[What to work on]:
All entries are to be transcribed verbatim, but images are not carried over.
════════
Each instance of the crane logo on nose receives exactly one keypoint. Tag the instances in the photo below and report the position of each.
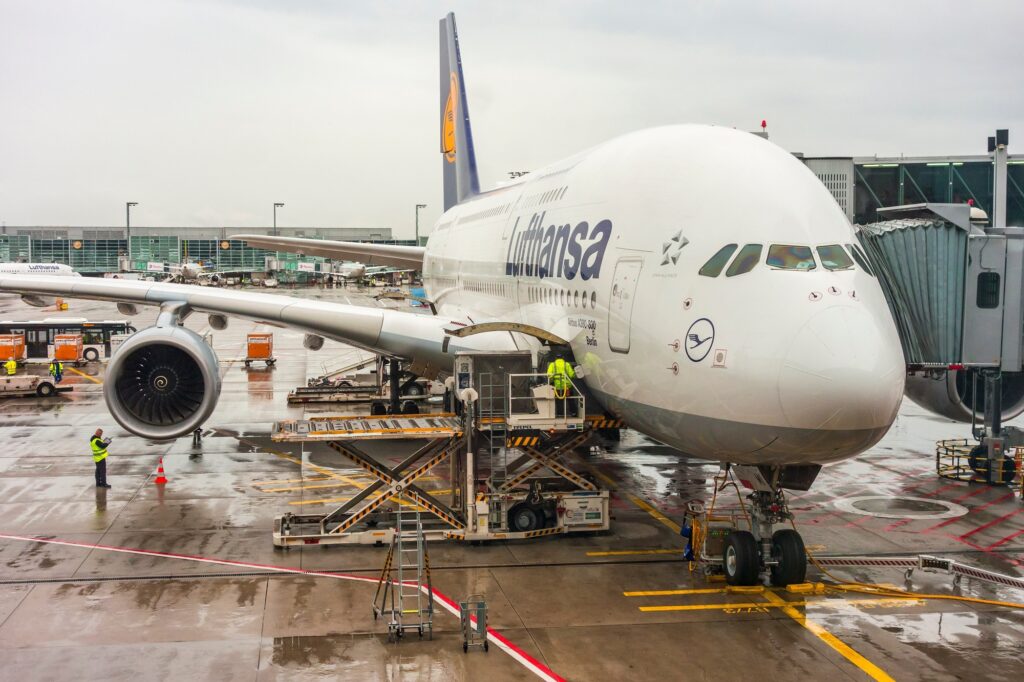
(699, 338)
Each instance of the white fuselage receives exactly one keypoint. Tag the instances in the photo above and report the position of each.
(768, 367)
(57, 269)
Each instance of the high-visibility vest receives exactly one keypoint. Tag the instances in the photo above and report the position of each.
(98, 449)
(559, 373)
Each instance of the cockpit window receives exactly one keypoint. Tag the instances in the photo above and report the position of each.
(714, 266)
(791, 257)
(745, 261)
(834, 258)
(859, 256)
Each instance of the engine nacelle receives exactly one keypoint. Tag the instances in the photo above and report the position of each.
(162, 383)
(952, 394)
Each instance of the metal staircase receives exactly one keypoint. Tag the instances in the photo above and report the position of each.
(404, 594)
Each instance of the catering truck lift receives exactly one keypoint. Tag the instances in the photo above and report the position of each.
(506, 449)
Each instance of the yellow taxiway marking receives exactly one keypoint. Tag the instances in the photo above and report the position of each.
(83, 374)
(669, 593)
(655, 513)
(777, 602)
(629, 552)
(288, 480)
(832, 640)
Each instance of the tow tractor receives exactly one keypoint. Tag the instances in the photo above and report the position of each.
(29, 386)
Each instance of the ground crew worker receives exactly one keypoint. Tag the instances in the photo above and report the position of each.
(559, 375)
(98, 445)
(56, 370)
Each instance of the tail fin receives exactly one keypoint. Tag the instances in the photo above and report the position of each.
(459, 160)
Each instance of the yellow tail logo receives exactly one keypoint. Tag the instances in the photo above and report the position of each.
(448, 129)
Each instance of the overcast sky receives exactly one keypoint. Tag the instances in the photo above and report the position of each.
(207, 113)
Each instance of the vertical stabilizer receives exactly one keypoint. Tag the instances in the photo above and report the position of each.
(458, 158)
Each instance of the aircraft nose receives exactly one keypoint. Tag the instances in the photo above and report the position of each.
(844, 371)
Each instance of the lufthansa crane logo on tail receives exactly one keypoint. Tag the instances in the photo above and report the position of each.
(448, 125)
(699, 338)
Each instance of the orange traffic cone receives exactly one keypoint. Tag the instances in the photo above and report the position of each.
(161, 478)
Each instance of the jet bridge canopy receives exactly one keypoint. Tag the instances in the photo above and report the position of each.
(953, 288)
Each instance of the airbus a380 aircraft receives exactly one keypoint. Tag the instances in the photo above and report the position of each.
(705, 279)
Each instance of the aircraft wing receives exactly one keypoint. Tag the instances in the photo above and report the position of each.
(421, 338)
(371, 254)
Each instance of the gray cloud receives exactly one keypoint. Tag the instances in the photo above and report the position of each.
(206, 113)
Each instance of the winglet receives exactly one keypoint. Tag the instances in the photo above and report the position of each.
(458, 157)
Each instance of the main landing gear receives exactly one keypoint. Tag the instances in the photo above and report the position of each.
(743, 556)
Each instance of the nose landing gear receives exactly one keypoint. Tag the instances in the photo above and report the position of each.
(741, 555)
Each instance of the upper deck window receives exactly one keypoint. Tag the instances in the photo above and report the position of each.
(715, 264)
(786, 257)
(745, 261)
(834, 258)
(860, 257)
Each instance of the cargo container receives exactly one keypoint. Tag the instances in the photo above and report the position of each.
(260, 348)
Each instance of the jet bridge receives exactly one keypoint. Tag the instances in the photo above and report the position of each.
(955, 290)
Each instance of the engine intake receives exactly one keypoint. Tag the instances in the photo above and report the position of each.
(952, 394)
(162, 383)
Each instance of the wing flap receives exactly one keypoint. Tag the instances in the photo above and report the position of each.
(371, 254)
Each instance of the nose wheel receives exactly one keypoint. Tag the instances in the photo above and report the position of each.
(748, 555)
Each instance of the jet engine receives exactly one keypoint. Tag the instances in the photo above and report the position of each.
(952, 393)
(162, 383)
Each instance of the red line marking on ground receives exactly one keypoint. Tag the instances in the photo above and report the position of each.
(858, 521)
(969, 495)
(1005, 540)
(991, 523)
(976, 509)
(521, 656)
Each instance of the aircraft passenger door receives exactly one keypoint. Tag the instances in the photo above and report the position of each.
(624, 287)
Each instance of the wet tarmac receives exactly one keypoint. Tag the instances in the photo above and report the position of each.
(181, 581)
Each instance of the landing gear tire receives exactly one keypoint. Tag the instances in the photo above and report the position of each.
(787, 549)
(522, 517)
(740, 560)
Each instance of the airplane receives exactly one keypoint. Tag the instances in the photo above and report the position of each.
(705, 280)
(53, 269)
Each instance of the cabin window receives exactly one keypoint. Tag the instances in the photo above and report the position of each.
════════
[Written response]:
Each instance of the crane logo on nose receives exactly one keypoint. Tag the instances in the photo below and report the position of each.
(699, 338)
Each instance of the white fuselage receives exactly one keypoint. Tag the instances in the photo above and report the position of each.
(768, 367)
(57, 269)
Each instance of the high-visibility vest receives exactly one keypoint. Tag the instances in the photo above and report the position of each.
(98, 449)
(559, 373)
Each instance of the cockpit window receives exactly one keypoint. Tag the instances in the photo above and report the position of each.
(714, 266)
(791, 257)
(745, 261)
(834, 258)
(859, 256)
Each instance of the engine nacelle receives exactly one keypoint. Tag the instances in the photo above and report the position of each.
(162, 383)
(952, 394)
Each instance of the metal staircase receives exactly one keypoint. Tag the instances in the photo above and report the position of each.
(404, 594)
Each instance of the catering truck lift receives exactly one keypoint. Tag the instances in the photo above and report the position of each.
(506, 449)
Each instance of the yellow taxiway marking receives exactly one keypoint. Tag the instances in the photo above and report the position of each.
(83, 374)
(669, 593)
(655, 513)
(777, 602)
(629, 552)
(288, 480)
(832, 640)
Each instance of the tow tractor receives exactly one keypoint. Tag the instances in the photo above and report the position of each.
(29, 386)
Each instance of the ground crew worker receives exactly one keypoint. Tag the instances in the photo above and report the position of each.
(559, 375)
(98, 445)
(56, 370)
Each instance of the tail fin receives exactly one keypoint. Tag the instances in the photo above and report the position of each.
(459, 160)
Each instance of the yellow tail logo receives exactly one keypoint. Tag the instances in the photo above and report the position of each.
(448, 129)
Each instance of the overcast sky receives exactly one keypoint. Tag the instances in the photo above and report the position of each.
(207, 113)
Each instance of the vertical stabilizer receives exactly one keypoint. Tag the instances in the photo above and report the position of each.
(458, 158)
Each instance of the aircraft nose receives exactly one keypoint. Tag the instances in the photo above and report the position of each.
(844, 371)
Each instance of the lufthansa crane logo on tail receives exactly one keypoint. Tag the instances in the photo above and report the position of each.
(448, 125)
(699, 338)
Each instance of the orange traffic cone receives exactly one keypoint. Tag the instances in the photo above and report the position of each.
(161, 478)
Each instance of the jet bridge canopy receives exactly one keypoint. Tag the instances in the photo above and report the position of each.
(953, 288)
Each instance of the airbus a380 aircraft receives exactly one keypoint. Tag the instances in the photo above and report the position of each.
(705, 279)
Each instance of the aircraft wing receives exactly one keypoint. Tag the instances in the photo above and report the position of each.
(421, 338)
(371, 254)
Each instance of the gray cloud receives exactly one keypoint. Tag the instances in the photo above and report the position of each.
(206, 113)
Each instance of the winglet receives exactly one keypoint. Tag the instances in the photo above and report the position of each.
(458, 157)
Each instance of the main landing gear receives exactly one keypoint. Tag the instances in the photo above and report the position of each.
(743, 556)
Each instance of the nose landing gear receives exactly one keypoint. Tag the instances in the photo above and report the position of each.
(741, 555)
Each instance of the upper deck window receives exactly one keypoint. Tag the instances in the photo above and report the position of each.
(715, 264)
(786, 257)
(745, 261)
(834, 258)
(860, 257)
Each instance of the cargo container receives exactly one keypoint. Tag the instances in the photo above and report the position of each.
(260, 348)
Each instance of the jet bridge receives exactly one keypoint. Tag the instances in the photo above and report the position of each.
(955, 290)
Each instance of the engine intake receives exactly one keypoint. Tag the instances in the photo above and report the position of each.
(952, 394)
(162, 383)
Each instance of the wing flap receives exactly one keypoint. Tag the instances in the photo above and report the position of each.
(371, 254)
Each instance of the nose wheel receives exactly one keypoint. Tag the instances in the photo above and report the position of each.
(748, 555)
Each instance of the jet engine receives exactly one keypoint. Tag the instances in the photo above and report the position of each.
(952, 393)
(162, 383)
Each instance of the red line marking on ground receives exactly one keypoint. Tag the instances in the photo above and report the position of each.
(858, 521)
(969, 495)
(1005, 540)
(991, 523)
(976, 509)
(521, 656)
Each instance of the aircraft passenger door receives exactly one keypoint. Tag the instances in the photo above and report the position of each.
(624, 287)
Each instance of the wet tarmac receives exactly one keypoint. Tag the instances in the photo above and report the position of each.
(181, 581)
Each instance of the landing gear tire receives exactly one keypoint. Tag the instances in the photo above and report the position of each.
(787, 549)
(522, 517)
(740, 560)
Each instance of the airplane receives exactly one keypoint. Tag the instances in the photo above and report the position of each.
(705, 280)
(53, 269)
Each instance of the cabin window receives exactly one keypoint. Tag the instances in the photo above and report the position of each.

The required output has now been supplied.